### Entries from a box labeling dataset
════════
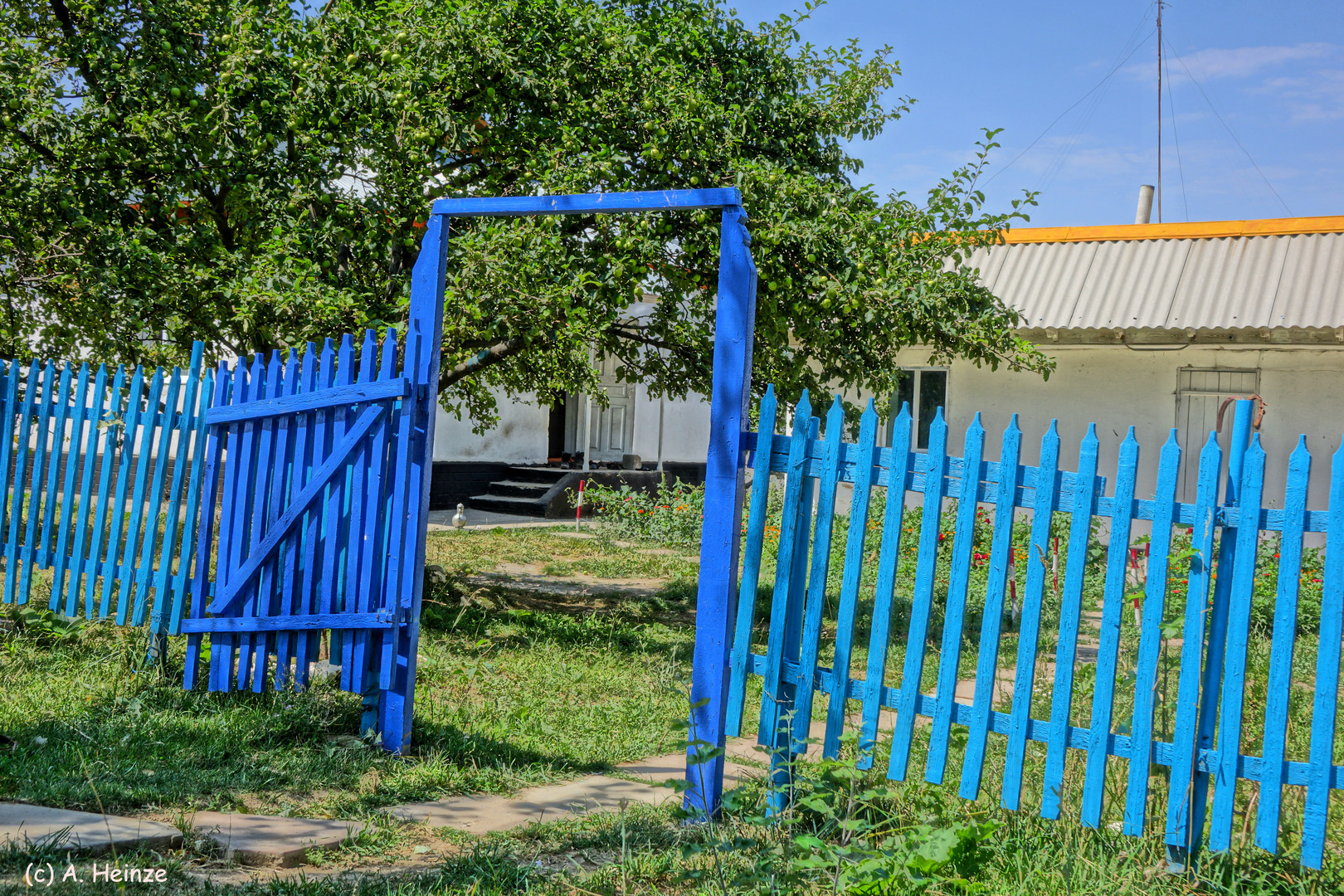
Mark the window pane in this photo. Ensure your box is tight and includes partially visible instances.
[887,371,918,447]
[918,371,947,449]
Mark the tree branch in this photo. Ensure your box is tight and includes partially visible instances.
[51,0,106,100]
[438,336,527,391]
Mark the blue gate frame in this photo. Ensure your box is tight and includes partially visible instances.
[421,188,757,814]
════════
Write out every line of the entries above again without the pictures, keeping each request as it appears and multiplying every box coordinate in the answers by 0.4. Round each result to a whole number, with halves going up.

### Task result
Mark the window pane in this photo. Ensure your box is tight and includes partially visible instances.
[355,148,367,179]
[367,148,379,180]
Mark the tree branch in this photo. Ensure your box is tight and includes partially visible instances.
[20,0,42,40]
[175,134,211,156]
Mark the blue gate frame in this photo. Ensure your box is tight and includes partially visible instances.
[168,75,303,326]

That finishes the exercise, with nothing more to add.